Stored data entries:
++++++++++++++++++++

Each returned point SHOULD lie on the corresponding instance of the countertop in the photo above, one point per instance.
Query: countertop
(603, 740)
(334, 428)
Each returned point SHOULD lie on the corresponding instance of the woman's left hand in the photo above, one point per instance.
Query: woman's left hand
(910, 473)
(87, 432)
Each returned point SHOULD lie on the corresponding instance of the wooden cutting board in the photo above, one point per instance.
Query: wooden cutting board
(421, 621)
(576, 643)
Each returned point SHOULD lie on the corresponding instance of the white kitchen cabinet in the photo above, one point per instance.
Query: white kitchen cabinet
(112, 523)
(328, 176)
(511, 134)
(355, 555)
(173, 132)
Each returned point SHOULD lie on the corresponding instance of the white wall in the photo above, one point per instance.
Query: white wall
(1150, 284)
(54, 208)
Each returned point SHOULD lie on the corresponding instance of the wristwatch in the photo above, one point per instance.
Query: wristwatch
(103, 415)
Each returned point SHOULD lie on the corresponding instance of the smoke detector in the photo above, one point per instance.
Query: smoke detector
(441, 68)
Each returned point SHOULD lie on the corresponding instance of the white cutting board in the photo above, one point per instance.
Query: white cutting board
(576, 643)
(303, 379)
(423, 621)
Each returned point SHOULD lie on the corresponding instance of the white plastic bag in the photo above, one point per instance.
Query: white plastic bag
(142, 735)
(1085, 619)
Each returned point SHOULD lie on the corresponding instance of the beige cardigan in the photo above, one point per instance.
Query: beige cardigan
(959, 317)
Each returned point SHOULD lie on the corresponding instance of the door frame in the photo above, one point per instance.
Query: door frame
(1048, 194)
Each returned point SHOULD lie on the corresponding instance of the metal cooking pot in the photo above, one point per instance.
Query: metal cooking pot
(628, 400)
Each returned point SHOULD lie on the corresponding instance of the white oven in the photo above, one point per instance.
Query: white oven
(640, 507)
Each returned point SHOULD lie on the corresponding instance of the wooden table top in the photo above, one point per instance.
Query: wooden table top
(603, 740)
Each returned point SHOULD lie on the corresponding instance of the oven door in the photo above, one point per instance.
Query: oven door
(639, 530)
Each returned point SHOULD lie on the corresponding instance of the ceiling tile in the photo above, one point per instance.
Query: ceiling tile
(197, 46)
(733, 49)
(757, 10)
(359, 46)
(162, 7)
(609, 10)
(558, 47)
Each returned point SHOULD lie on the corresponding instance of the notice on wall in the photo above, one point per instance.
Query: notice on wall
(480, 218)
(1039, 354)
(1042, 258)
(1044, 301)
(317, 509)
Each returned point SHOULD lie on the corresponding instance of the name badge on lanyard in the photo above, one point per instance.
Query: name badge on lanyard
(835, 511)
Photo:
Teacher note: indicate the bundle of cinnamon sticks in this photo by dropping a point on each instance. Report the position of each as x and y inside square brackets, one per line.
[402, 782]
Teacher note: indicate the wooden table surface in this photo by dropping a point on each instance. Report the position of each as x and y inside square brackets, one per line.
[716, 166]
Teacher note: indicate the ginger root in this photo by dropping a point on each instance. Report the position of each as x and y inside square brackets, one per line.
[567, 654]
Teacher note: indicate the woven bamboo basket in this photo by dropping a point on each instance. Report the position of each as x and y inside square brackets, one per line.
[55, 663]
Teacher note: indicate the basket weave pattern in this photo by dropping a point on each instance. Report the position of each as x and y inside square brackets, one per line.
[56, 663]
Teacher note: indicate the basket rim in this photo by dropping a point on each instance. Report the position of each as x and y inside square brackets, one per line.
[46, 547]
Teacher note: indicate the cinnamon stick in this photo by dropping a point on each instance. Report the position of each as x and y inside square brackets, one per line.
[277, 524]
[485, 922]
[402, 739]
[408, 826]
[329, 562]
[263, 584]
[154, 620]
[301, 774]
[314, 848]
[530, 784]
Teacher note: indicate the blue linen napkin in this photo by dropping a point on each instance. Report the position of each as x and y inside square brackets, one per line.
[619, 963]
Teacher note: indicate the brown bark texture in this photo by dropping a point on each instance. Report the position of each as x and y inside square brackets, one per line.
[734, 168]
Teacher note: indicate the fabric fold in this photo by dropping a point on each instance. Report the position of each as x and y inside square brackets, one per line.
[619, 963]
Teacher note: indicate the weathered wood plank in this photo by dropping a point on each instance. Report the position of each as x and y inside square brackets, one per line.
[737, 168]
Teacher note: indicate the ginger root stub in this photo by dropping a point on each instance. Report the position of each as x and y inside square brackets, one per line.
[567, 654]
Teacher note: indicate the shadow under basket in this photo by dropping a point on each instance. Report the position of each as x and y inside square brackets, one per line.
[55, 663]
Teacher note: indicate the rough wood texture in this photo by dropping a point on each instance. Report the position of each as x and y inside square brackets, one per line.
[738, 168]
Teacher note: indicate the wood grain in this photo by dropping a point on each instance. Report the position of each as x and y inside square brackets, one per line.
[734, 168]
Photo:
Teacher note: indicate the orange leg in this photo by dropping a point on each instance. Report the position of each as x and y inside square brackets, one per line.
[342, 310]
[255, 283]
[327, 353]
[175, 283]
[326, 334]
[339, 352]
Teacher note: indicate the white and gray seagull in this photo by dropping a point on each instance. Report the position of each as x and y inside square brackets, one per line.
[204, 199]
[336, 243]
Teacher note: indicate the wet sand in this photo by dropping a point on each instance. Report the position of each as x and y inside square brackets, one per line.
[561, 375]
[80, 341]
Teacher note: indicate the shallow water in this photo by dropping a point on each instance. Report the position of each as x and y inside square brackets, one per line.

++++++++++++++++++++

Your goal — Take the lines above and retype all of them exactly.

Answer to the problem —
Each returned point SHOULD lie on the corresponding instance of the countertop in the photo above, one point per instance.
Query: countertop
(603, 740)
(334, 428)
Each returned point SHOULD lie on the corresponding instance of the woman's left hand in the photo above, one point per instance.
Query: woman's left hand
(910, 473)
(87, 432)
Each returned point SHOULD lie on the corresponding instance of the wooden cutting board in the photo above, one point per instance.
Query: wooden cutting board
(421, 621)
(576, 643)
Each returned point SHOULD lie on the corresponding instance of the white kitchen cabinet in the photo above, one point per instance.
Query: white kitchen cabinet
(112, 523)
(328, 176)
(511, 134)
(355, 555)
(173, 132)
Each returned point SHOULD lie on the corresponding instance of the white wall in the photo above, one point per instance.
Query: white wall
(1150, 284)
(54, 208)
Each returned point SHOULD lie on the corresponding instance of the wristwatch in the photo above, one point per instance.
Query: wristwatch
(103, 415)
Each returned point SHOULD lie on the corresponding instance of the smoke detector in the photo above, one point per instance.
Query: smoke detector
(441, 68)
Each returned point SHOULD lie on the corresponding instance of the white cutting board in the photo above, one point per instance.
Query: white cutting board
(576, 643)
(303, 379)
(423, 621)
Each returned point SHOULD lie on the corresponding instance of the white plastic bag in the photo above, one point per instance.
Query: white plastic bag
(142, 735)
(1085, 619)
Each returned point SHOULD lie on the corresponding instance of the beige cardigan in the photo above, one point per instance.
Query: beige cardigan
(959, 317)
Each returned point SHOULD lie on the corresponding instance of the door frame in the photo above, one point per instance.
Query: door frame
(1048, 194)
Each returned point SHOULD lie on the corresponding instance of the metal cooking pot in the photo above, one point per instance.
Query: metal cooking pot
(628, 400)
Each returned point SHOULD lie on the corresponding instance of the white oven in the photo above, one point per instance.
Query: white oven
(640, 507)
Each returned point SHOULD lie on the corresponding instance of the wooden table top in the photo above, one point per instance.
Query: wooden table top
(603, 740)
Each returned point SHOULD lie on the corresponding instance of the oven door in the photo above, one point per instance.
Query: oven door
(639, 530)
Each returned point SHOULD lie on the corresponding instance of the ceiling tile in the photo above, one point per instance.
Query: ceiling tile
(197, 46)
(733, 49)
(757, 10)
(359, 46)
(162, 7)
(609, 10)
(558, 47)
Each returned point SHOULD lie on the corresponding instance of the notice on wall in the photo above, one point per instance.
Query: notice on wall
(480, 218)
(1039, 354)
(1042, 258)
(1044, 301)
(317, 509)
Each returned point SHOULD lie on the corresponding instance of the name badge on lanyard in the photo above, one point per instance.
Query: name badge on lanyard
(835, 511)
Photo:
Teacher note: indicate the bundle of cinnamon sticks in this photo by dropping a point on each instance. Report the position of each as x and y inside square brackets, one per line.
[402, 782]
Teacher note: indicate the wooden table surface in this photo by dropping a point on each instance. Report the position of each as x and y inside square brackets, one per line.
[716, 166]
Teacher note: indicate the ginger root in this photo by dropping a point on each instance. Report the position of each as x and y inside square brackets, one per line.
[567, 654]
Teacher note: indicate the woven bamboo basket in this photo by dropping a point on each instance. Report the position of each as x and y inside square brackets, one per line.
[55, 663]
Teacher note: indicate the basket weave pattern in this photo by dropping a point on each instance. Report the position of each as x and y inside square brackets, one per line.
[56, 663]
Teacher note: indicate the basket rim in this photo by dropping a point on each instance. Report the position of each as x and y inside square brackets, one per line.
[46, 547]
Teacher note: indicate the cinnamon stick in this photo by dropping a point on each instance. Report the position of each as x and y inside square brackets, one per line.
[277, 524]
[485, 922]
[402, 739]
[408, 826]
[329, 562]
[263, 584]
[154, 620]
[301, 774]
[314, 848]
[530, 784]
Teacher note: indicate the blue linen napkin in this photo by dropping a point on each instance. Report the position of each as x and y inside square brackets, one per line.
[619, 963]
Teacher note: indicate the brown bark texture in this photo by dropping a point on each instance. Report the position of each as x and y inside square brackets, one per line.
[734, 168]
Teacher note: indicate the fabric fold in this photo by dropping a point on each instance. Report the position of each as x and y inside square brackets, one per line.
[619, 963]
Teacher note: indicate the weathered wood plank in this photo by dropping a point on each instance. Report the position of each as x and y inside square brackets, one per line.
[737, 168]
Teacher note: indicate the ginger root stub in this photo by dropping a point on each instance. Report the position of each as x and y inside square brackets, one per line.
[567, 654]
Teacher note: indicate the shadow under basket in this photo by dropping a point on each instance. Report the position of each as x and y inside square brackets, one per line.
[55, 663]
Teacher note: indicate the rough wood texture in this photo by dropping a point on each instance. Report the position of each as x and y inside square brackets, one per line.
[738, 168]
Teacher note: indicate the wood grain in this photo by dropping a point on each instance. Report the position of each as x and y inside square brackets, one per line.
[734, 168]
Photo:
Teacher note: indicate the orange leg in this photo by dropping a point on each instance. Report the position of each as x and y inside square brackets, one per line.
[342, 310]
[255, 283]
[327, 353]
[175, 283]
[326, 334]
[339, 352]
Teacher note: indicate the white and gray seagull in this photo by dropping a point on each instance. Report the position of each as x and y inside square brackets, one per line.
[204, 199]
[336, 243]
Teacher note: indicate the wet sand in this photo by dropping a point on each instance. Report the position of each as x and y inside square brackets, one per line.
[561, 375]
[80, 341]
Teacher note: indicate the shallow water in this photo by dropping a point on each instance. Report the position of each as x and y inside square brackets, one per line.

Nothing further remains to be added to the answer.